┏━━

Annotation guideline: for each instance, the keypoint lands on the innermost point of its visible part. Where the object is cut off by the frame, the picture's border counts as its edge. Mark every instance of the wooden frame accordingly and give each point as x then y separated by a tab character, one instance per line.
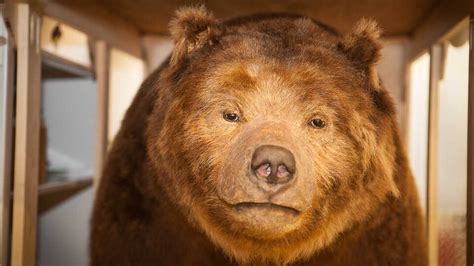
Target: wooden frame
432	173
470	151
6	137
26	165
102	70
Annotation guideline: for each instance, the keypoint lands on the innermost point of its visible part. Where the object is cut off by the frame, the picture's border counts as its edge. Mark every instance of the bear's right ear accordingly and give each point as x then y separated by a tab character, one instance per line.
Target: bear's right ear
191	29
362	46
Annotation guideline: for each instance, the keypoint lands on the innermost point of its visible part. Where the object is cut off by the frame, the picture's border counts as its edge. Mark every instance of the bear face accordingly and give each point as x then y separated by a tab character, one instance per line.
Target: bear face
273	135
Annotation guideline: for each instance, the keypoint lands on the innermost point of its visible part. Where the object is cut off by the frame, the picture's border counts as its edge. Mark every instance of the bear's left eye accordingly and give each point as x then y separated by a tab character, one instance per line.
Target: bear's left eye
231	117
317	123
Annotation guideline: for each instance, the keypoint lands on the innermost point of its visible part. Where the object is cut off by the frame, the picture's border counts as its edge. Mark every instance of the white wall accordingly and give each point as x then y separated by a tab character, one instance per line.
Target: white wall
69	110
126	74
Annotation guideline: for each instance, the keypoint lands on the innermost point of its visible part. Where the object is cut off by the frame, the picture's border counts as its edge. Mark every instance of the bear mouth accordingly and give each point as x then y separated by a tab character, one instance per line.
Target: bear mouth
265	206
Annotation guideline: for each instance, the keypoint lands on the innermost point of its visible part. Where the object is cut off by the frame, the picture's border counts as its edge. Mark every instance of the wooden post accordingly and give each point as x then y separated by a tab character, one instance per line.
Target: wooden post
28	104
102	63
6	136
470	151
432	193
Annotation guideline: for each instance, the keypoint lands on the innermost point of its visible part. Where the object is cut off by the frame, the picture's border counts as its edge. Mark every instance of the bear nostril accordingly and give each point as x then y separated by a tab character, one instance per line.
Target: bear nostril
273	164
282	171
264	170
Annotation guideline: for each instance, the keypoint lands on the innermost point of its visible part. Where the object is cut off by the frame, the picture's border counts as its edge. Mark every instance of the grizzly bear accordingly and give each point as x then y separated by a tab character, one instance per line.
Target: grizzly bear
266	139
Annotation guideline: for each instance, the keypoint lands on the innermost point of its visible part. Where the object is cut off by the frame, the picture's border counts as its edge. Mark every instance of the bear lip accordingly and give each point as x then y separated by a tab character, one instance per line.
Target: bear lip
266	205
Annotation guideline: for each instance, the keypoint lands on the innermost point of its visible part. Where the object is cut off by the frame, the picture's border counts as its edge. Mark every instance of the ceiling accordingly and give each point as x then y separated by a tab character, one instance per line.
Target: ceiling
396	17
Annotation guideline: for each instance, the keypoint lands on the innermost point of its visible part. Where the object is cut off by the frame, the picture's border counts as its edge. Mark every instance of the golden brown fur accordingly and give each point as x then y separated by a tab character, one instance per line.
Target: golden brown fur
160	200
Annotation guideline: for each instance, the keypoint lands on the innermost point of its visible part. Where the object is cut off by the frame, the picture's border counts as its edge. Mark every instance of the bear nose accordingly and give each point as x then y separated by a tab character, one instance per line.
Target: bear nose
273	164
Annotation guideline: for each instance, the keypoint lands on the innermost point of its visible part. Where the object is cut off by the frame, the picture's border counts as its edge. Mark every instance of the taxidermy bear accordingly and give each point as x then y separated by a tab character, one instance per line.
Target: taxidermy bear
266	139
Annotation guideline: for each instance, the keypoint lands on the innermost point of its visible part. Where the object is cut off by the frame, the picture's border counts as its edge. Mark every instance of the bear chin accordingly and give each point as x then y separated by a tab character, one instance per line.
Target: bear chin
266	218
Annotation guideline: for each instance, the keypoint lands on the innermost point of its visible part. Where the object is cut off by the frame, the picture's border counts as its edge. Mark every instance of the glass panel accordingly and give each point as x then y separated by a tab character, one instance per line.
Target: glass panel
418	124
452	149
65	42
126	74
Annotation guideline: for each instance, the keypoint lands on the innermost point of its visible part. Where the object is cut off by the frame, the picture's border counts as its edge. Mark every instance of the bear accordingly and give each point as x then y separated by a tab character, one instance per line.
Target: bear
266	139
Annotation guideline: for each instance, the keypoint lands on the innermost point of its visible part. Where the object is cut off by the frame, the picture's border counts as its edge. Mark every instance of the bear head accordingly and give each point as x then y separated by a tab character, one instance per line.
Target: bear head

┗━━

What the task requires:
Reproduce every entry word for word, but skip any pictures.

Complete output:
Annotation guideline: for each instance, the keypoint lands on the innermost point of its visible part. Where the object is cut off by the frame, the picture's border counts as its edge. Mark every instance of the wooden frame accordingly and give each point as x then y separated by a tab character, one instance per line.
Target: wooden frame
432	173
470	151
6	137
26	165
102	70
Annotation guideline: for each instance, the keypoint lands on the innermost point of its visible part. Where the object is cut off by the frame, the picture's border counts as its edge. Mark every instance of the bear's right ear accordingly and give each point as x then y separated by a tab character, one instance per line.
Target: bear's right ear
191	29
362	46
Annotation guideline: for each instance, the keypoint lands on the innermost point of its visible part. Where the object is cut off by the frame, the picture's border counts as its edge. Mark every instance of the bear face accordingly and give each point as x then y separated by a tab character, one instance per line.
Target: bear face
273	135
Annotation guideline: for each instance, the keypoint lands on the innermost point of its visible part. Where the object is cut off by the frame, the picture's border counts as its edge. Mark every instance of the bear's left eye accordingly and give each point as x then y separated by a tab character, one instance per line.
Target: bear's left eye
231	117
317	123
Annotation guideline: for each instance, the keypoint lands on the innermost point of its visible part. Where the object is cut off by the frame, the picture's border counts as its edge. Mark every instance of the white wall accordingly and give each point as x then y separated by a tab character, one instance per line.
Target: white wall
69	110
126	74
Annotation guideline: for each instance, the keypoint lands on the innermost point of its visible part. Where the object is cut off by the frame, the picture's border counts as its edge. Mark every instance of the bear mouth accordingly and give each point as x then y separated by a tab character, one instance per line.
Target: bear mouth
265	206
Annotation guideline: for each instance, the keypoint lands on the innermost point of its visible part. Where the object is cut off by the frame, the picture's border counts as its edge. Mark every instance of the wooden post accordingly and give each point as x then y separated by a tab character, one instance per line.
Target: wooden post
28	104
102	63
6	136
470	151
432	193
Annotation guideline: for each instance, the keypoint lands on the innermost point of its visible part. Where the object is cut off by the frame, the picture's border counts as its edge. Mark every instance of the bear nostril accordingly and give each point as x then y separated by a tab character, one instance per line.
Target: bear nostril
273	164
282	171
264	170
Annotation guideline: for each instance, the keypoint lands on the innermost point of its visible part. Where the object is cut off by the frame, the picture's border counts as its edge. Mark every instance of the grizzly bear accordingly and give each point as x then y separated by a tab character, one instance per line.
Target: grizzly bear
266	139
Annotation guideline: for each instance, the keypoint lands on the innermost point of its visible part. Where the object is cut off by the frame, the picture's border counts as its edge. Mark every instance of the bear lip accordingly and give each point as x then y separated by a tab character, one instance per line.
Target: bear lip
266	205
Annotation guideline: for each instance, the keypoint lands on the innermost point of its visible part. Where the object is cut off by the frame, the picture's border counts as its edge. Mark every instance of the ceiling accordingly and give each point as x then y separated by a tab character, one instance per line.
Target: ceiling
396	17
Annotation guideline: for each instance, the keypoint lands on the innermost point of its visible part. Where the object is cut off by the frame, the picture's border counts as its edge. Mark every instance of the golden brown fur accordingly and give each point as x then y separated by a tab character, one instance per line.
Target: golden brown fur
160	200
Annotation guideline: for each instance, the keypoint lands on the innermost point of its visible part. Where the object is cut off by the frame, the picture's border counts as its edge. Mark every instance of the bear nose accordingly and give each point as x then y separated by a tab character, one instance per line.
Target: bear nose
273	164
Annotation guideline: for each instance, the keypoint lands on the innermost point of its visible part. Where the object is cut off by the frame, the picture's border counts as its edge. Mark every instance of the taxidermy bear accordingly and give each point as x then y separated by a tab character, one instance per line.
Target: taxidermy bear
266	139
Annotation guideline: for each instance, the keypoint lands on the innermost point of its visible part. Where the object is cut off by the frame, the picture's border counts as its edge. Mark every instance of the bear chin accordingly and give each point as x then y separated by a tab character, one instance per line.
Target: bear chin
266	218
Annotation guideline: for each instance, the keypoint lands on the innermost point of its visible part. Where the object is cut off by the frame, the picture's border counts as its edge. Mark every instance of the glass panel accordingly and give each point as x then y separated by a tab character, one instance per line.
Target: glass panel
418	124
452	149
65	42
126	74
Annotation guideline: for each instance, the keypoint lands on the innermost point of its visible part. Where the object is cut off by the frame, the picture's border counts as its edge. Mark every instance of the bear accordingly and give each point as x then y separated by a tab character, one instance per line.
Target: bear
266	139
Annotation guideline: for each instance, the keypoint lands on the innermost point of its visible part. Where the object is cut off by the frame, the picture's border counts as its edge. Mark every instance of the bear head accordingly and give each point as x then y separated by a tab character, one instance per line.
Target: bear head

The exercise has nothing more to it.